(Coordinate annotation items)
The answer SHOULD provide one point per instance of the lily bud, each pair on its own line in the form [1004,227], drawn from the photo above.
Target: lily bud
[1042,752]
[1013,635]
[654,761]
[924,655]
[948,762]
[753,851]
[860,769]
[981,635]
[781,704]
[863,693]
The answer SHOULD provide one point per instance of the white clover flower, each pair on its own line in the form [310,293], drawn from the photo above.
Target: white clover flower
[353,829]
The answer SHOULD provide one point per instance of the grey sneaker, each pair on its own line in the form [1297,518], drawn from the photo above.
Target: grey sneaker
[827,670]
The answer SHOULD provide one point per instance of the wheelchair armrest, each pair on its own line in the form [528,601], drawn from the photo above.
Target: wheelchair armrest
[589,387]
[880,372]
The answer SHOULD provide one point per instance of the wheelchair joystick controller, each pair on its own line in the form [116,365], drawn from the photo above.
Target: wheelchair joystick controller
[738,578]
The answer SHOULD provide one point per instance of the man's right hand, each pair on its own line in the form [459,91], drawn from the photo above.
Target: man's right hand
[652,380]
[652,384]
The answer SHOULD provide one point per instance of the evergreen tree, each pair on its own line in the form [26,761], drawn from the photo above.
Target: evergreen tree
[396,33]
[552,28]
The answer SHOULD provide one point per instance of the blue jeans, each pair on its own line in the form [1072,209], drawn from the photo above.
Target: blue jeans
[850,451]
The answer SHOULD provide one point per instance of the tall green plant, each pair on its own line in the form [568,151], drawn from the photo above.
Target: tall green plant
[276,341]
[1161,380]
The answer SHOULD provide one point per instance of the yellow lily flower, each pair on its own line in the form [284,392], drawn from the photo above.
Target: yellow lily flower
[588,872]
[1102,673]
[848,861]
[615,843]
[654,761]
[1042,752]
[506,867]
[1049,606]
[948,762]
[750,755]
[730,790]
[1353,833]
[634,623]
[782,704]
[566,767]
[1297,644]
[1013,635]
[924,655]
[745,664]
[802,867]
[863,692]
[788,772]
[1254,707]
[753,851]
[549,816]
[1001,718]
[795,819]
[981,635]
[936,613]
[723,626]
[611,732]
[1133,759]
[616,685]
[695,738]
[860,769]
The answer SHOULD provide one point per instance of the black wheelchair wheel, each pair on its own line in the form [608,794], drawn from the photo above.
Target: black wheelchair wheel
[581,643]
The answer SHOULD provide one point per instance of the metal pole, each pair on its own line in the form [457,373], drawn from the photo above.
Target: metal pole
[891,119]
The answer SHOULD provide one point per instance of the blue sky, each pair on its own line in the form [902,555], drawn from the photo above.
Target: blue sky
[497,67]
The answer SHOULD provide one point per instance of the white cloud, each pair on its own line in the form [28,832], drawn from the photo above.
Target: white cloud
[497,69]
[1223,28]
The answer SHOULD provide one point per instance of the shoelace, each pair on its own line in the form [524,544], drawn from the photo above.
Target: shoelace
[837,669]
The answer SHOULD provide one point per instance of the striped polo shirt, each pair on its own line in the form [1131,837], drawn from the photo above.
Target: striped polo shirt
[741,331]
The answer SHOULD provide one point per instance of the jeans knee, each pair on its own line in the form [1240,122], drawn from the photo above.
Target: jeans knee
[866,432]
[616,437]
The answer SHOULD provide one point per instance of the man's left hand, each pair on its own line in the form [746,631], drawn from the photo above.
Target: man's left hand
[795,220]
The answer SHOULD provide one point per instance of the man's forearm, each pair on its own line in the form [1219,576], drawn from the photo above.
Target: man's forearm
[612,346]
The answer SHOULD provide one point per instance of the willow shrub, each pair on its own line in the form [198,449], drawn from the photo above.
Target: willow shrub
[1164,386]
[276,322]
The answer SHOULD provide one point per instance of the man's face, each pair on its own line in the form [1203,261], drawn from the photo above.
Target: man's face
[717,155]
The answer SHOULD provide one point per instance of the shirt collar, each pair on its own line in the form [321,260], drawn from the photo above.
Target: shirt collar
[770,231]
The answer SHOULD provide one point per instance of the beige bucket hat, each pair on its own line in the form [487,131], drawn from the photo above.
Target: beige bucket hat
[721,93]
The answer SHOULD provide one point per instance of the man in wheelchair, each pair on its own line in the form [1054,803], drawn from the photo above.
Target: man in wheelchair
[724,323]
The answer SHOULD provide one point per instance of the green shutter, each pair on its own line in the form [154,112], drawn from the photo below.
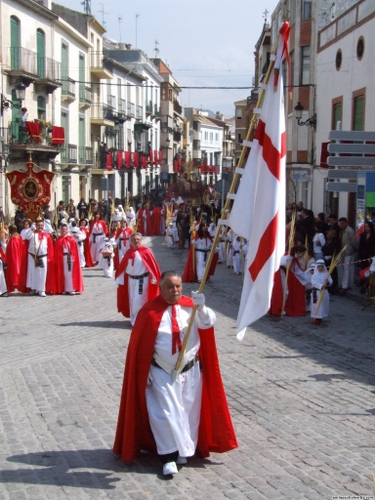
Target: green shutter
[41,53]
[14,43]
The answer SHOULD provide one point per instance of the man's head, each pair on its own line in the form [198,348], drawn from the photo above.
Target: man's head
[136,240]
[332,219]
[343,222]
[171,287]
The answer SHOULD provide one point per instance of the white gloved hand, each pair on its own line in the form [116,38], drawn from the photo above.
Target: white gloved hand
[198,299]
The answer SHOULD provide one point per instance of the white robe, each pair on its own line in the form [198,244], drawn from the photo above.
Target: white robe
[105,262]
[202,250]
[318,279]
[97,238]
[36,276]
[79,237]
[174,407]
[138,292]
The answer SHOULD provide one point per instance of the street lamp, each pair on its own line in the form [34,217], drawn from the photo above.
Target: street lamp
[20,95]
[309,122]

» **WHAT IS EXPECTED**: Could you retype all of the items above word for word, leaving the pictures out?

» **THE RESPONSE**:
The answer SHOULD provide one point per instance of the lily bud, each pair on its own line in the form [1004,227], drawn from the photo above.
Target: lily bud
[1042,752]
[1013,635]
[654,761]
[924,655]
[948,762]
[753,851]
[860,769]
[981,635]
[781,704]
[863,693]
The answer SHOULD provide one point per instance of the white clover flower, each pair on its own line in the form [310,293], drawn from the photo above.
Target: white clover flower
[353,829]
The answer SHOULD provide one point per instance of the grey sneaker, each pair on its own line in the form [1297,518], drawn from the photo above.
Target: grey sneaker
[827,670]
The answer SHOULD provide one point per instance of the wheelchair armrest, each pair on its own line in the form [528,601], drawn from the photo above.
Target: wheelchair armrest
[589,387]
[880,372]
The answer SHOULD provide one point per instance of the wheelchair joystick controller, each pair on its own line in the form [116,365], drawn from the photo above.
Target: wheelchair joystick controller
[738,578]
The answer SHOULD provide one point per instance of the man's right hand, each pair on its own line in the form [459,91], drawn from the photo above.
Target: man's right hand
[652,380]
[652,384]
The answer SHOULD provide one point per instance of the evergreen tree, each pair on its own line in the form [26,761], drawn from the photo above.
Target: evergreen tree
[396,33]
[552,28]
The answer SHOULD provide one point per instance of the blue jeans, each pair on its own line in the form [1072,209], drawn from the photo above.
Target: blue jeans
[850,451]
The answer SHOULD provide one point per instance of the tall green plant, each pair on its own line in the form [568,151], drawn from the photo above.
Target: tall green plant
[276,341]
[1161,380]
The answer SHOULD provide one point per instance of the yellow lily flower, each pair on its own line in the form [284,392], drawn from the photo above.
Target: yellow lily flower
[588,872]
[1102,673]
[848,861]
[615,843]
[654,761]
[1042,752]
[506,867]
[1049,606]
[948,762]
[750,755]
[730,790]
[1353,833]
[634,623]
[782,704]
[566,767]
[1297,644]
[1013,635]
[924,655]
[745,664]
[802,867]
[863,692]
[788,772]
[1254,707]
[753,851]
[549,816]
[1001,718]
[795,819]
[981,635]
[936,613]
[723,626]
[611,732]
[1133,759]
[616,685]
[695,738]
[860,769]
The answer SHOULD provide one point per instance of the black wheelchair wheel, each pair on its own line in the form [608,794], drawn from the photo above.
Target: black wheelchair wheel
[581,643]
The answer SHOULD provide one point per instance of the metal pole, each pair on its own line in the form [457,373], drawn from the photo above.
Target: metal pole
[891,119]
The answer SHOULD provide one point per instance of the blue sky, each pair on its own line in the form [902,555], drawn from the photo above.
Target: blue sky
[497,67]
The answer SHOULD provide one point per instance of the white cloud, each pair on its own line in the form [28,832], drawn from the photo above.
Target: white cloud
[497,69]
[1223,28]
The answer SHOULD provide one point per instance of the shoelace, each pair on its own line in the form [524,544], drawn from the photo above.
Target: shoelace
[837,669]
The answer SHOULD provide one point per instance of the striped polo shirt, each pair on its own line in the form [1131,837], drawn from the photo above.
Target: striped polo shirt
[741,331]
The answer SHOULD provide one point per instance of the jeans knee, each pair on its own line in the form [1240,122], drawn from the photo above.
Target: jeans knee
[866,432]
[616,437]
The answer SHOULD provide one point per instance of the man's left hand, each pair on its own line in the form [746,631], drawn from the photo above.
Target: man's left hand
[795,220]
The answer SHOULD provide one point per instance of the man's forearm, each pair on its own line in the form [1219,576], drawn from the photo above.
Target: man's forearm
[612,346]
The answer SHOULD provide one point per instance of the willow shrub, each pair on its own line in the form [198,449], drawn from the photo above.
Target: willow shrub
[1164,386]
[276,322]
The answer SHOULD provide one point per instance of the man's face, each pair on its own line in the form [1203,261], drawn from the photo above.
Target: man's face
[717,155]
The answer SHOULD provide one point per instance of the shirt collar, each pair on its own line in the form [321,260], drawn from the photo above.
Target: shirt collar
[770,231]
The answer SHOULD provide one point per instance of the beige bucket hat, each pair on its own line in the form [487,131], drawn from the photo above.
Target: beige bucket hat
[721,93]
The answer SHOULD provide one point per instance of the man in wheelchair, each pair on its own line in the form [1054,803], drawn from the photo above.
Target: man in wheelchair
[724,323]
The answer SHOULD provide one point per instance of the green shutter, each pair on its own line in the form [154,112], drawn from the photo below.
Target: green shutter
[41,53]
[14,43]
The answer SHOULD provide one point per instance of the man's head, each pair on its own line in the form [198,348], drawn from the photo above.
Target: man's head
[136,240]
[332,219]
[343,222]
[171,287]
The answer SHOULD provide one point per instance of the white gloved hand, each pair on its own line in the form [116,38], drawn from the photo above.
Target: white gloved hand
[198,299]
The answer SHOULD provide one point per instance of the white robe, each pair on its own line in the form [198,244], drawn from the photo above.
Target: white robe
[105,262]
[202,250]
[318,279]
[97,238]
[36,276]
[79,237]
[174,407]
[138,292]
The answer SHOULD provide one point per instance of the street lamp, each pair on its own line in the form [34,217], drawn from the photo above.
Target: street lamp
[20,95]
[309,122]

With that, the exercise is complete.